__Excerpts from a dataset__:
★ ★ ★
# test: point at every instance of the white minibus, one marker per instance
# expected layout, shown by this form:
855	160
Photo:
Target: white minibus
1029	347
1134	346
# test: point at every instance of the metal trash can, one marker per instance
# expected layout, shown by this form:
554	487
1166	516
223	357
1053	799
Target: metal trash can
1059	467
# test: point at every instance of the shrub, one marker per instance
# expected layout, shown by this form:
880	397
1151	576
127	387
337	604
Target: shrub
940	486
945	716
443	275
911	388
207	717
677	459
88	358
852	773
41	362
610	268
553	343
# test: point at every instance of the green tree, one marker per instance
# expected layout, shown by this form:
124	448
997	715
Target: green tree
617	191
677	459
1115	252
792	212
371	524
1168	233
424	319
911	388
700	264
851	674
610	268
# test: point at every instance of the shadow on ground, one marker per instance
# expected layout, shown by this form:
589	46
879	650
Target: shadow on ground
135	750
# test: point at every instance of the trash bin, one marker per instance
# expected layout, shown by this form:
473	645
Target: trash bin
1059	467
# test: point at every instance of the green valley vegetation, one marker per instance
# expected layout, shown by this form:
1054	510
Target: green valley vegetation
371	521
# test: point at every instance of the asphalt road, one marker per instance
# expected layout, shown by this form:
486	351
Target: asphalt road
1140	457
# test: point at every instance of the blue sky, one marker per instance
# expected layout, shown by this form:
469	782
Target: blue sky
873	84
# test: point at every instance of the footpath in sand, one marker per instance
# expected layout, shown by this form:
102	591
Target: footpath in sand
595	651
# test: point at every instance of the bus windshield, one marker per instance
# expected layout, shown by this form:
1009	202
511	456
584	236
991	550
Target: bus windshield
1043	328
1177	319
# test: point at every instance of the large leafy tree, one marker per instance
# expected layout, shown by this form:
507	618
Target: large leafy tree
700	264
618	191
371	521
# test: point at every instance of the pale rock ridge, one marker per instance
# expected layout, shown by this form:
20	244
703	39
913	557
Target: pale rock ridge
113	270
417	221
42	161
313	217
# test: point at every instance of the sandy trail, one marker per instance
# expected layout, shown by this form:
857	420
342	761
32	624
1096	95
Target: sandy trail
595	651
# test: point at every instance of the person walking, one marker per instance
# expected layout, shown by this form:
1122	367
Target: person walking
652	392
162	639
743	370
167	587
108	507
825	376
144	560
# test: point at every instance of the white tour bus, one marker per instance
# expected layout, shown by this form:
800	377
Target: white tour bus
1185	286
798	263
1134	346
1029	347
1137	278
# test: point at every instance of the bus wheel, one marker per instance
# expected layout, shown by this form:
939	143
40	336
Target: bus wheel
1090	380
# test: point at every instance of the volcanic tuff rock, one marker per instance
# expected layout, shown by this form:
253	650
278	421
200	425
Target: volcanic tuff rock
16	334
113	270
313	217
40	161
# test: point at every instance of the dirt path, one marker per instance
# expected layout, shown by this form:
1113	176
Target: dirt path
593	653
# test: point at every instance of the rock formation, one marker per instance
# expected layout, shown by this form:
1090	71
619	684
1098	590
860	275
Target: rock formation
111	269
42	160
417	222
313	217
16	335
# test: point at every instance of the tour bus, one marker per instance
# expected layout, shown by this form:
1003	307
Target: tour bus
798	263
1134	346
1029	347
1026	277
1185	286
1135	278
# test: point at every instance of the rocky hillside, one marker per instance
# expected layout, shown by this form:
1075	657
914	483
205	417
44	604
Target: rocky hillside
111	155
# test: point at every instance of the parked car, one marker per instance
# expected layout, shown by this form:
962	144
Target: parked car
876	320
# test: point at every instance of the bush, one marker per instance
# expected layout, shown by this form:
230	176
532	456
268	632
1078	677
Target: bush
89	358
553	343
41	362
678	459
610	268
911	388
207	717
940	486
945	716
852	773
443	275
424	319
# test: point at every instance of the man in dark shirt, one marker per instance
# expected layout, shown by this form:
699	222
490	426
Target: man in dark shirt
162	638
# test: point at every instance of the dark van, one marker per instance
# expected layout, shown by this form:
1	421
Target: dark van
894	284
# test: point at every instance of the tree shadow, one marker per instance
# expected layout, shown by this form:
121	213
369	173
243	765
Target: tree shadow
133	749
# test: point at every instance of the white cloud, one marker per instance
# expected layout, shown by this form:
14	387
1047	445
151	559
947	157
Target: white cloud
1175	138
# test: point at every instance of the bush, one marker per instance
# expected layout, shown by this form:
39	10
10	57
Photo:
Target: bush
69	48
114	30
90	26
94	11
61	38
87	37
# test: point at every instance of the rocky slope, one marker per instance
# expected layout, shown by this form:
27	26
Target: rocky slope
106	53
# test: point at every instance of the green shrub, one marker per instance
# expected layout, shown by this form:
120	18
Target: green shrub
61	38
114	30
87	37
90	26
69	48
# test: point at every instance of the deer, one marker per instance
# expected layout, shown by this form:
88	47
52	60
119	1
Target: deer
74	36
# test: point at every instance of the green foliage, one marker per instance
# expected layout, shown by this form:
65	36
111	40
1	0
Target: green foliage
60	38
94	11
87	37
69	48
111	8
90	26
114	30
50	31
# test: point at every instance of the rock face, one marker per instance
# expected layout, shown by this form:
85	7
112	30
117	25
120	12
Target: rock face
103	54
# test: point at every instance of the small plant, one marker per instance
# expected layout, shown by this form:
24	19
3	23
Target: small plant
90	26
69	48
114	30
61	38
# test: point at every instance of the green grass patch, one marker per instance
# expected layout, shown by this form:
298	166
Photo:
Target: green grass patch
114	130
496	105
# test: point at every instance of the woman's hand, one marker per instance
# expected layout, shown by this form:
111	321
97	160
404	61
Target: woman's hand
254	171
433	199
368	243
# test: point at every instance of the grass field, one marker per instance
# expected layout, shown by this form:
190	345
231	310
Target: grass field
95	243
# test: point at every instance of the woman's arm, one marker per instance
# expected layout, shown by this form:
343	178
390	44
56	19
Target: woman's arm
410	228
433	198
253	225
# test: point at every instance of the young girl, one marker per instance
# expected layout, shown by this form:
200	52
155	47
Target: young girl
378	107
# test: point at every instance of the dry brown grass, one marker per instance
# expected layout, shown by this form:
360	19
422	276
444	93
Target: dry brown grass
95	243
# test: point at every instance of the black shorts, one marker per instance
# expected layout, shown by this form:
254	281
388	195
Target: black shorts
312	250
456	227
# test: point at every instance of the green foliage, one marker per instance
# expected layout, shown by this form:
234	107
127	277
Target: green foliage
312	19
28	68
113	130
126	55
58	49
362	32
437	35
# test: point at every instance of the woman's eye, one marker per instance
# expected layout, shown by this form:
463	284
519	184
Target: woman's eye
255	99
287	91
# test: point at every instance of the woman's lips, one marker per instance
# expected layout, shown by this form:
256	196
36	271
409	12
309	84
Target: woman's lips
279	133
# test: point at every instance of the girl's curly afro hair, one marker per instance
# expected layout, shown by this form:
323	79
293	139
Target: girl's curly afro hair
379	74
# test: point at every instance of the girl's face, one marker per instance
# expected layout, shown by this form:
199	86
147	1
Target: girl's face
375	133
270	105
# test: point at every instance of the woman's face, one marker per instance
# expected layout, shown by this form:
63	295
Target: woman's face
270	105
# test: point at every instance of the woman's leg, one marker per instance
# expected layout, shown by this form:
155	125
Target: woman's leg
★ ★ ★
__Problem requirements__:
Your task is to transcribe all of the entries word for word.

__Result__:
# test: point at every instance of the white minibus, one marker per instance
# expected layout, shown by this form:
855	160
Photo:
Target: white minibus
1029	347
1134	346
# test: point at every instance of the metal trash can, one marker per instance
# expected layout, shown by this form:
554	487
1166	516
223	357
1053	799
Target: metal trash can
1059	467
# test: point at every instance of the shrub, one marker per instance
# expected layout, shown by this form:
880	397
1151	576
127	387
337	604
Target: shrub
940	486
945	716
443	275
911	388
207	717
677	459
88	358
852	773
41	362
610	268
553	343
# test: point at every instance of the green tree, one marker per instance
# expected layout, shown by this form:
124	448
997	715
Target: green tree
617	191
677	459
1115	252
792	212
371	524
1168	233
424	319
911	388
700	264
851	674
610	268
# test: point at every instance of the shadow on ground, one marker per instance
# expected layout, shown by this form:
589	46
879	650
Target: shadow on ground
135	750
# test: point at every instance of the trash bin, one marker per instance
# expected layout, shown by this form:
473	645
Target: trash bin
1059	467
# test: point at every instance of the green valley vegetation, one marker per instance
# expected layout, shown by this form:
1054	510
Target: green valley vegetation
371	521
# test: point at every instance of the asphalt road, one marker per instance
# expected layout, shown by this form:
486	351
Target: asphalt road
1140	457
# test: point at every instance of the blue sky, one marker per instance
# expected layout, shown by this form:
469	782
Target: blue sky
873	84
# test: point at every instance of the footpath in sand, one marker per instance
# expected layout, shown by this form:
102	591
Target: footpath in sand
595	651
# test: point at every instance of the bus windshield, one marker per instance
# expected layout, shown by this form:
1009	202
511	456
584	236
991	550
Target: bus windshield
1043	328
1177	319
# test: point at every instance of the large leafy tree, one marker per instance
# expected layout, shown by this form:
507	618
Target: large leafy tree
700	264
618	191
371	521
# test: point at every instance of the pale rock ridge, one marker per instance
# expected layout, shown by this form:
20	244
703	39
913	557
Target: pale rock ridge
113	270
417	221
42	161
313	217
# test: point at every instance of the sandy trail, one marker per instance
# expected layout, shown by this form:
857	420
342	761
32	624
1096	95
Target: sandy trail
595	651
# test: point at every instance of the person walking, one marker per instance
# expected layout, shown by this form:
1122	367
Target: person walking
652	392
162	639
743	370
167	587
108	507
825	376
144	560
# test: point at every instance of the white tour bus, one marker per instance
# expected layout, shown by this form:
800	377
Target: white tour bus
1185	286
798	263
1134	346
1029	347
1137	278
# test: point at every instance of the bus wheel, one marker per instance
# expected layout, shown by this form:
939	143
40	336
Target: bus wheel
1090	380
# test: point at every instance of the volcanic tuff rock, one marker per instance
# expected layout, shown by this form:
253	650
278	421
200	425
Target: volcanic tuff rock
16	334
113	270
313	217
40	161
# test: point at every instance of the dirt path, one marker per instance
# expected layout, shown by this form:
1113	176
Target: dirt path
593	653
# test: point at every instance of the rock formation, one marker per instance
# expected layout, shown by this form:
1090	71
619	684
1098	590
860	275
Target: rock formation
111	269
42	160
417	222
313	217
16	335
# test: point at every instance of the tour bus, one marker per instance
# expected layout, shown by this form:
1003	307
Target: tour bus
798	263
1134	346
1029	347
1026	277
1185	286
1135	278
# test: point at every instance of the rocky hillside, one marker per instance
# expected layout, shown by this form:
1075	657
914	483
205	417
44	604
Target: rocky hillside
111	155
# test: point at every instance of the parked car, one marker per instance
# expected layout, shown by this form:
962	144
Target: parked car
876	320
# test: point at every instance of the bush, one marker per instance
# expected layout, shown by this form:
230	176
532	456
268	632
1078	677
Target: bush
89	358
553	343
41	362
678	459
610	268
911	388
207	717
940	486
945	716
852	773
443	275
424	319
# test: point at every instance of the man in dark shirt, one marker per instance
# expected layout, shown by this form:
699	222
490	426
Target: man in dark shirt
162	638
# test: point at every instance of the dark van, one marker per instance
# expected layout, shown by this form:
1	421
Target: dark van
894	284
# test: point at every instance of the tree shadow, one marker per instance
# expected layout, shown by this form:
121	213
369	173
243	765
Target: tree shadow
133	749
# test: point at every instance of the white cloud, one marker per instance
# expected layout, shown by this form:
14	387
1047	445
151	559
947	157
Target: white cloud
1175	138
# test: point at every instance of the bush, one marker per instance
# expected layout, shown by this form:
39	10
10	57
Photo:
Target: bush
69	48
114	30
90	26
94	11
61	38
87	37
# test: point at every instance of the rocky slope, one marker per instance
# expected layout, shown by this form:
27	26
Target: rocky slope
106	53
# test: point at every instance of the green shrub, one marker per instance
# expected layout, shown by this form:
120	18
Target: green shrub
61	38
114	30
87	37
90	26
69	48
# test: point at every instance of the deer, one marker per instance
# expected layout, shown by this form:
88	47
52	60
119	1
Target: deer
74	36
# test: point at every instance of the green foliage, one marker per instance
# expected layout, shown by this form:
65	36
111	40
1	0
Target: green foliage
60	38
94	11
87	37
69	48
111	8
90	26
114	30
50	31
# test: point at every instance of the rock face, one marker per instance
# expected layout, shown by this form:
85	7
112	30
117	25
120	12
Target: rock face
103	54
# test: point at every instance of the small plant, one marker per instance
# expected layout, shown by this form:
24	19
3	23
Target: small plant
90	26
69	48
114	30
61	38
# test: point at every instance of the green grass patch, one marker per instance
# expected layout, shown by this form:
298	166
Photo:
Target: green grass patch
114	130
496	105
# test: point at every instance of the woman's hand, one marker per instance
# expected layout, shown by this form:
111	321
97	160
404	61
Target: woman's hand
254	171
433	199
368	243
# test: point at every instance of the grass field, one marker per instance
# expected layout, shown by this form:
190	345
231	310
Target: grass field
95	243
# test: point at every instance of the woman's arm, one marker per instance
# expected layout, shown by this form:
343	178
390	44
56	19
Target: woman's arm
410	228
433	198
253	225
# test: point at every instance of the young girl, one marker per instance
# expected layout, shown by this form:
200	52
155	47
Target: young girl
378	107
# test: point at every instance of the dry brown grass, one marker per instance
# expected layout, shown by this form:
360	19
422	276
444	93
Target: dry brown grass
95	243
# test: point at every instance of the black shorts, one marker per instance
# expected layout, shown by this form:
254	281
388	195
Target: black shorts
312	250
456	227
# test: point at every instance of the green foliage, one marker per instance
# expected layout, shown by this form:
234	107
127	277
Target: green foliage
312	19
28	68
113	130
126	55
58	49
362	32
437	35
# test: point at every instance of the woman's eye, one marker per instance
# expected layout, shown by this form:
463	284
519	184
Target: woman's eye
255	99
287	91
# test: point at every instance of the woman's lips, one marker per instance
# expected layout, shown by this form:
256	196
36	271
409	12
309	84
Target: woman's lips
279	133
# test: point at every instance of the girl's curly afro hair, one marker per instance
# expected layout, shown by this form:
323	79
293	139
Target: girl's curly afro hair
379	74
# test: point at every instance of the girl's face, one marker per instance
# expected layout, shown by this form:
199	86
147	1
Target: girl's face
375	133
270	105
# test: point at every instance of the woman's face, one marker per instance
# expected layout, shown by this form:
63	295
Target: woman's face
270	105
# test: point at every instance of the woman's leg, one marker per instance
# expected layout, shown by this form:
155	125
Target: woman's leg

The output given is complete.